▸ **QUESTIONS ON THE MATERIAL**
a - Using the blog excerpt below, explain why the writer says the complaint about the charger cord bending too much is "No worries."
b - Retype the part of the blog excerpt below starting at "Did I mention" and ending at "software update soon.".
c - According to the blog excerpt below, psychologists at which university reviewed the results of about 50 clinical trials?

▸ **SOURCE PASSAGE**

--------------------------------------------------

Something in the air
And it will be in my hands some time today! Just in time for me to take it on the plane tomorrow. Yes, the new Macbook Air is a perfect travel partner. I'll give you my review of it soon.
The Air Has Landed
The good, the bad and the ugly. Well, there's absolutely nothing ugly about the macbook air. It's absolutely gorgeous. Thin thin thin. It is much sturdier and lighter than I expected. It feels weightless. HUGE plusses for design and portability. The keyboard feels great. The screen looks fantastic. You can see some comparisons with my 15" macbook pro. It's definitely smaller by a long shot. I love the lighted keyboard. It seems to function even better than my MBP. 
As for performance, it's not the quickest horse out of the gate but it certainly wasn't as pokey as I expected based on the reviews out there. For most major tasks - keynote, pages, word, web browsing - it performs just fine. It even compared with my 2.0 GHz MBP in iphoto - granted with far fewer photos in the library. I don't need anything more intensive really, so this is good.
Did I mention it was thin? I can hardly tell it's in my bag when I carry it around. That's exactly what I need for traveling. For this reason it is fantastic for me.
One thing I noticed was that the charger works either way it is plugged in. I know some people have complained that the cord bends too much when plugged in if the plug is behind you. No worries. You can just attach the connector the other way around and no more 180 cord bending. The one negative thing that I would say is a real fault is the slow slow battery charging. I just noticed that it is only 35% charged after an hour plugged in when it was down to 15%. Apple, without a replaceable battery, you need to do better than this! Hopefully this can be resolved with a software update soon.
Overall I give this one Three Thumbs Up!
Depressed?
Depression seems to be the illness of the 21st century and for more than 15 years Selective Serotonin Reuptake Inhibitors have been the pill of choice. Yes, the number of prescriptions of these antidepressants (effexor, prozac, seroxat, etc) has increased exponentially. So much so that these drugs being excreted by humans is negatively affecting wildlife. With all the billions of dollars being spent on these drugs has anyone ever asked the question, Do they help? Well, psychologists at the University of Hull have reviewed the results of about 50 clinical trials. Their conclusions? SSRI antidepressants do not really seem to provide a benefit to most people as compared to placebos. Sure, there's a little evidence that they help to some extent the most severely depressed, but the large majority of the millions of prescriptions really are doing nothing but causing gender confusion among the fish and frogs.

--------------------------------------------------

▸ **DATASET**

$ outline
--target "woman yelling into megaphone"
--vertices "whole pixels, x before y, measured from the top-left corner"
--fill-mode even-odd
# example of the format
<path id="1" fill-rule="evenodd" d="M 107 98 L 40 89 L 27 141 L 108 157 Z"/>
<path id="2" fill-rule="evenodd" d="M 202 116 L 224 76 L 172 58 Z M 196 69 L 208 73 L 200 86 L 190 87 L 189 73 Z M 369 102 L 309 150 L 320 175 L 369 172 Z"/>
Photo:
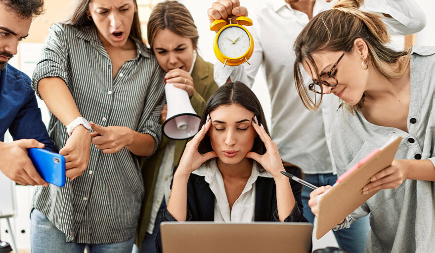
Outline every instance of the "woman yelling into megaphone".
<path id="1" fill-rule="evenodd" d="M 281 173 L 301 177 L 302 170 L 281 160 L 247 86 L 236 82 L 219 87 L 201 124 L 174 169 L 165 221 L 307 222 L 302 185 Z"/>
<path id="2" fill-rule="evenodd" d="M 196 52 L 198 38 L 193 19 L 184 5 L 166 1 L 154 7 L 148 23 L 150 47 L 166 72 L 166 82 L 185 90 L 192 107 L 201 115 L 218 85 L 213 79 L 213 65 Z M 162 123 L 167 108 L 162 113 Z M 173 169 L 187 142 L 162 138 L 156 153 L 141 165 L 145 195 L 136 238 L 140 252 L 155 252 L 156 235 L 169 197 Z"/>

--------------------------------------------------

▸ **PER-TASK OUTPUTS**
a - The charger works whichever way it is plugged in. If the plug is behind you, you can attach the connector the other way around, and the cord no longer has to bend 180 degrees.

b -
Did I mention it was thin? I can hardly tell it's in my bag when I carry it around. That's exactly what I need for traveling. For this reason it is fantastic for me.
One thing I noticed was that the charger works either way it is plugged in. I know some people have complained that the cord bends too much when plugged in if the plug is behind you. No worries. You can just attach the connector the other way around and no more 180 cord bending. The one negative thing that I would say is a real fault is the slow slow battery charging. I just noticed that it is only 35% charged after an hour plugged in when it was down to 15%. Apple, without a replaceable battery, you need to do better than this! Hopefully this can be resolved with a software update soon.

c - The University of Hull.